Problem to work on:
Reprint the full listing exactly.

Supplied material:
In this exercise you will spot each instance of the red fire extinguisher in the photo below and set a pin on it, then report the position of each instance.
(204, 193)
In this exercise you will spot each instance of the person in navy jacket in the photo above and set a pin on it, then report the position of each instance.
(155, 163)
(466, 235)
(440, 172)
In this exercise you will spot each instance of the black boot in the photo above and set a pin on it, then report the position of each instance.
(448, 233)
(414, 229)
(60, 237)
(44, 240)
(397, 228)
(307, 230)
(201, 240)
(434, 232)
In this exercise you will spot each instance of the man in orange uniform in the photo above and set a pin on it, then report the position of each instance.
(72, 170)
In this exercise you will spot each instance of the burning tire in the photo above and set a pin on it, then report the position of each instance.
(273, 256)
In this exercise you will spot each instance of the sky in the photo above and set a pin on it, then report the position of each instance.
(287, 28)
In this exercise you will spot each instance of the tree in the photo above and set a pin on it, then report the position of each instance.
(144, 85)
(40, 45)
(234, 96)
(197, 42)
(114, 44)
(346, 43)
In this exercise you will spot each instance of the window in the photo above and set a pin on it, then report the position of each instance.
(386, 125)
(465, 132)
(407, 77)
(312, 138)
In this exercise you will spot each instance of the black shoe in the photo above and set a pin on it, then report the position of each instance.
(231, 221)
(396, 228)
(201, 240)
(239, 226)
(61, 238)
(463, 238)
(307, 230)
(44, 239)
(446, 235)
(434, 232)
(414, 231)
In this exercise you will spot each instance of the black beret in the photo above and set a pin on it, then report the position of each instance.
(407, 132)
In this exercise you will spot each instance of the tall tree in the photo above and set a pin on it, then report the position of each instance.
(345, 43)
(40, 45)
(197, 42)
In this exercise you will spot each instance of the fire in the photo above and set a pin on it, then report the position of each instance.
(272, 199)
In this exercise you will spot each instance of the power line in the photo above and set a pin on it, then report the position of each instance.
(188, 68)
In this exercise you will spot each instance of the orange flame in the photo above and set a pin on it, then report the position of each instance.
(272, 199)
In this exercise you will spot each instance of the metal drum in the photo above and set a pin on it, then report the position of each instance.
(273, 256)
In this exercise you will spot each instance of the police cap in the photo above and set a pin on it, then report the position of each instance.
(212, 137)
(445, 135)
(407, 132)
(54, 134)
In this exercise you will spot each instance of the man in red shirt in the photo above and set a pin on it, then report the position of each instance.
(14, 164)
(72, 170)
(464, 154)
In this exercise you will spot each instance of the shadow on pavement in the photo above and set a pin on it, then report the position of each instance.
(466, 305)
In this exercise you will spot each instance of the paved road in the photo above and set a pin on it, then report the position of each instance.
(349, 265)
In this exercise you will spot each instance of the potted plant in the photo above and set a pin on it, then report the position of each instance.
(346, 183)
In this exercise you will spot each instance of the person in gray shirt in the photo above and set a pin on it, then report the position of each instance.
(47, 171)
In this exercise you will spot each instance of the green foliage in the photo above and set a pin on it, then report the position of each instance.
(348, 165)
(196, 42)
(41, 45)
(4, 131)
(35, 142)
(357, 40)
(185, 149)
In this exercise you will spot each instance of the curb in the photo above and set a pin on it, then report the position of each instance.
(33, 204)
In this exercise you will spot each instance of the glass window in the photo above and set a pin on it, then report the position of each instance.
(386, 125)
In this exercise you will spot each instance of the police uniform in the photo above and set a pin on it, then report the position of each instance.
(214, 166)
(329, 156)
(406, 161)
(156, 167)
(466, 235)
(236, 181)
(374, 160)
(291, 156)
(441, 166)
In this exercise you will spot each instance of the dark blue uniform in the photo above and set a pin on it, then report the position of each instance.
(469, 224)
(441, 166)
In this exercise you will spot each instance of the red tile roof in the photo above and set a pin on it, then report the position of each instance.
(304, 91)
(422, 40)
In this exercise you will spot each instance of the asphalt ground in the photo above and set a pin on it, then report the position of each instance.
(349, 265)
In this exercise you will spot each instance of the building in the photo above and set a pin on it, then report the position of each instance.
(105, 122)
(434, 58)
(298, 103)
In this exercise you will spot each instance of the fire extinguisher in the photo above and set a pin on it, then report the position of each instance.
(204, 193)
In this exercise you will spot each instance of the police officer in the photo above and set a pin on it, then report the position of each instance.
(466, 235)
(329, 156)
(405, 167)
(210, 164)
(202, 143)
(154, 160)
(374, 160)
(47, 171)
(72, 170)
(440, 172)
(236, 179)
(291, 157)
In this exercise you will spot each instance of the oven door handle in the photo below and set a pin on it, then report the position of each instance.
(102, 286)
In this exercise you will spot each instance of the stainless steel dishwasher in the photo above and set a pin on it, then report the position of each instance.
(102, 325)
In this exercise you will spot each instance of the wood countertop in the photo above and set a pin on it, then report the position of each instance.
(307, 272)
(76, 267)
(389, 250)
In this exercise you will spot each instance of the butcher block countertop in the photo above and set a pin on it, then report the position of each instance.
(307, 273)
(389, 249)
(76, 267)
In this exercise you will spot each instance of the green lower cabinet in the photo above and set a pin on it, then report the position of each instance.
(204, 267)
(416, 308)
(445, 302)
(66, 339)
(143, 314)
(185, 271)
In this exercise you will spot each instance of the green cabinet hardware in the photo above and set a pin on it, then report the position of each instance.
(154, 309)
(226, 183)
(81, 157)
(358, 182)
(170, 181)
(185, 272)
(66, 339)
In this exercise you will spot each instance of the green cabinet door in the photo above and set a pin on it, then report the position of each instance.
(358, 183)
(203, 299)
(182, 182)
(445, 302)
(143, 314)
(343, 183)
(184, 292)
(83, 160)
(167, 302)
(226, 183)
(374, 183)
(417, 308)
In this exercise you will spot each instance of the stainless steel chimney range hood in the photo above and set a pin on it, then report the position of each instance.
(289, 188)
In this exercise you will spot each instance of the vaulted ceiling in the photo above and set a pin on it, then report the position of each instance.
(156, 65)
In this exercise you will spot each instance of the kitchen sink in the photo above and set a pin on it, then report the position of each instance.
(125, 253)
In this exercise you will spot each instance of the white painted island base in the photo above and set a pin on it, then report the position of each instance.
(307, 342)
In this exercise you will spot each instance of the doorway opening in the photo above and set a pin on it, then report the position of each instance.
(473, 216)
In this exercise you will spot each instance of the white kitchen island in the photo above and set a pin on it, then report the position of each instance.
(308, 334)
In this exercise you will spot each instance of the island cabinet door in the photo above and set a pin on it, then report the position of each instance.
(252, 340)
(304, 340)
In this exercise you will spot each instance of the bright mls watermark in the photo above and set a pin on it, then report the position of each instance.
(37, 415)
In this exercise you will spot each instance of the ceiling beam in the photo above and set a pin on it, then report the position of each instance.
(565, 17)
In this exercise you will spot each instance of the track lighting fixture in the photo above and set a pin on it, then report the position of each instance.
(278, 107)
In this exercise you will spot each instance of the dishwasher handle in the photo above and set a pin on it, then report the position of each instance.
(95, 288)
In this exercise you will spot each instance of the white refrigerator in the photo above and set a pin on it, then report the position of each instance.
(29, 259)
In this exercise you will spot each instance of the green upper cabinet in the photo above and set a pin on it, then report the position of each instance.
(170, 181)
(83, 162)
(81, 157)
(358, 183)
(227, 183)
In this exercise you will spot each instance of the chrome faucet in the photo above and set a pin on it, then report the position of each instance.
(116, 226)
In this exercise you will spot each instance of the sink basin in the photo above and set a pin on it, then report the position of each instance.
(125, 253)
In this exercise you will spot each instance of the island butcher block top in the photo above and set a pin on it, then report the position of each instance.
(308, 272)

Response area:
In this exercise you will spot each instance of the red fire extinguisher in the photo below and set a pin on it, then report the position of each instance.
(204, 193)
In this exercise you will spot each instance of the person in navy jacket in the photo above and set a pin on it, then report the position of each instance.
(155, 163)
(466, 235)
(440, 172)
In this exercise you will spot each instance of the black boot in the photo above and set a pin on it, then report the position of each instance.
(448, 233)
(414, 229)
(60, 237)
(44, 240)
(397, 228)
(307, 230)
(201, 240)
(434, 232)
In this exercise you will spot each instance of the man in orange uniform in the photo above and set a pin on it, then report the position of each instance.
(72, 170)
In this exercise you will spot each instance of the burning tire in the photo above and set a pin on it, then report the position of each instance.
(273, 256)
In this exercise you will spot each instance of the sky in the photo above and set a pin on it, then report the position of each instance.
(287, 28)
In this exercise you will spot each instance of the tree in the photo above and set a pin on it, then report the position of each instance.
(144, 85)
(40, 45)
(234, 96)
(197, 42)
(114, 44)
(346, 43)
In this exercise you will spot each instance of the window in the photo above and set a pin on it, then report the position of each instance.
(386, 125)
(465, 132)
(407, 77)
(312, 138)
In this exercise you will spot each instance of the black shoe in the photo above and set a pin on it, then report the position of each instance.
(231, 221)
(396, 228)
(201, 240)
(239, 226)
(61, 238)
(463, 238)
(307, 230)
(44, 239)
(446, 235)
(434, 232)
(414, 231)
In this exercise you will spot each instance of the black beret in the photo above and set a pin on it, then report the position of each instance.
(407, 132)
In this exercise you will spot each instance of the tall tree in the photo above and set a pin on it, then report the position of each instance.
(345, 43)
(40, 45)
(197, 42)
In this exercise you will spot each instance of the fire in the photo above and set a pin on it, then report the position of each instance.
(272, 199)
In this exercise you will spot each instance of the power line in the photo above and set a pin on it, then report the position of each instance.
(188, 68)
In this exercise you will spot each instance of the orange flame in the photo above and set a pin on it, then report the position of each instance.
(272, 199)
In this exercise you will spot each instance of the metal drum in the photo above and set a pin on it, then report the position of each instance.
(273, 256)
In this exercise you will spot each instance of the police cap in the photo above and set a pin on it, then report the position of each instance.
(212, 137)
(445, 135)
(407, 132)
(54, 134)
In this exercise you will spot each instance of the man in red shirt in the photo above and set a pin on it, then report the position of each instance.
(14, 164)
(72, 170)
(464, 154)
In this exercise you will spot each instance of the shadow on pavement in the photo above and set a pin on it, then report the position of each instance.
(466, 305)
In this exercise you will spot each instance of the paved road in the photo above and set a pin on it, then report the position of each instance.
(349, 265)
In this exercise you will spot each instance of the potted plant in the photo above and set a pin on it, then report the position of each instance.
(346, 183)
In this exercise you will spot each instance of the person in gray shirt in the photo above and set a pin on it, then report the position of each instance.
(47, 171)
In this exercise you will spot each instance of the green foliage in the photo above and set a pin on it, then report the position of each instance.
(348, 165)
(196, 42)
(41, 45)
(4, 131)
(35, 142)
(357, 40)
(185, 149)
In this exercise you will spot each instance of the curb in the photo above and set a pin on it, then report the position of each instance.
(33, 204)
In this exercise you will spot each instance of the glass window in the photo above and set a pin on it, then report the position of each instance.
(386, 125)
In this exercise you will spot each instance of the police uniform in the photo above and set a pin on it, then report the position of each instance.
(214, 166)
(329, 156)
(406, 161)
(156, 167)
(466, 235)
(236, 181)
(374, 160)
(291, 156)
(441, 166)
In this exercise you will spot each instance of the dark blue uniform in the photo above and set a pin on it, then report the position of each instance.
(469, 224)
(441, 166)
In this exercise you will spot each instance of the red tile roof in the photo above and set a pin on it, then report the position of each instance.
(304, 91)
(422, 40)
In this exercise you will spot each instance of the asphalt ground in the photo above and set a pin on it, then report the position of each instance.
(349, 265)
In this exercise you will spot each instance of the building in the photo above and set a pin on it, then report the position of each instance.
(105, 122)
(434, 58)
(298, 103)
In this exercise you will spot each instance of the fire extinguisher in the photo above and set a pin on it, then report the position of each instance.
(204, 193)
In this exercise you will spot each instance of the police officer in the photo above and set a pin on it, then report the position of each instance.
(466, 235)
(329, 156)
(405, 167)
(210, 164)
(202, 143)
(154, 160)
(374, 160)
(47, 171)
(72, 170)
(440, 172)
(236, 179)
(291, 157)
In this exercise you will spot each instance of the oven door handle in the photo below and set a pin on it, then report the position of each instance.
(102, 286)
In this exercise you will spot each instance of the stainless steel dishwasher in the photo above and set a pin on it, then report the position of each instance.
(102, 325)
In this exercise you will spot each instance of the wood countertop in the photo above and set a pin on it, then report the position of each instance.
(307, 272)
(76, 267)
(389, 250)
In this exercise you will spot each instance of the butcher block countertop in the photo above and set a pin on it, then report the position of each instance.
(307, 273)
(389, 249)
(76, 267)
In this exercise you will spot each instance of the green lower cabinet in the photo above and set a pin on it, then report the position of each instance.
(204, 267)
(416, 308)
(445, 302)
(66, 339)
(143, 314)
(185, 271)
In this exercise you will spot each instance of the green cabinet hardware in the photo above and set a pin on it, then report the position of each instance.
(154, 309)
(226, 183)
(81, 157)
(358, 182)
(170, 181)
(185, 272)
(66, 339)
In this exercise you will spot each instance of the green cabinet door in the photo above and set a pin on it, then report the position of each instance.
(358, 183)
(203, 299)
(182, 182)
(445, 302)
(143, 314)
(343, 183)
(184, 292)
(83, 160)
(167, 302)
(226, 183)
(374, 183)
(417, 308)
In this exercise you will spot each instance of the stainless steel chimney range hood in the photo above and set a pin on it, then report the position of each instance.
(289, 188)
In this exercise you will spot each instance of the vaulted ceiling in the photo above and set a pin on it, then report the position of each instance.
(156, 65)
In this exercise you will spot each instance of the kitchen sink in the photo above and set a pin on it, then report the position of each instance.
(125, 253)
In this exercise you will spot each instance of the white painted island base in the photo above and set a pin on it, then report the position of each instance.
(307, 342)
In this exercise you will spot each instance of the doorway opening in the photo above and set a pin on it, then report the position of each instance.
(473, 216)
In this exercise you will spot each instance of the white kitchen island in the photo above and set a pin on it, then report the position of each instance.
(308, 334)
In this exercise you will spot each instance of the island cabinet door in the photo above and set a pin on it, then report the position of each instance.
(252, 340)
(304, 340)
In this exercise you will spot each instance of the bright mls watermark in the photo above and set a pin on it, then report the position of each instance.
(37, 415)
In this exercise you will spot each instance of the ceiling beam in the photo above and set a pin on it, then report the position of each instance.
(565, 17)
In this exercise you will spot each instance of the track lighting fixture in the photo above and set a pin on it, then report the position of each instance.
(278, 107)
In this exercise you will spot each instance of the dishwasher handle in the photo above and set a pin on it, then report the position of each instance.
(95, 288)
In this exercise you will spot each instance of the white refrigerator in the photo above and set a pin on it, then report the position of each instance.
(29, 259)
In this exercise you will spot each instance of the green upper cabinet in the photo above and set a pin on it, then report the position of each instance.
(170, 181)
(83, 162)
(81, 157)
(358, 183)
(227, 183)
In this exercise you will spot each instance of the chrome faucet in the photo above and set a pin on it, then report the position of each instance.
(116, 226)
In this exercise you will spot each instance of the sink basin in the photo above and set a pin on it, then report the position of each instance.
(125, 253)
In this exercise you will spot each instance of the island butcher block top in the photo above and set a pin on it, then report the position of each instance.
(308, 272)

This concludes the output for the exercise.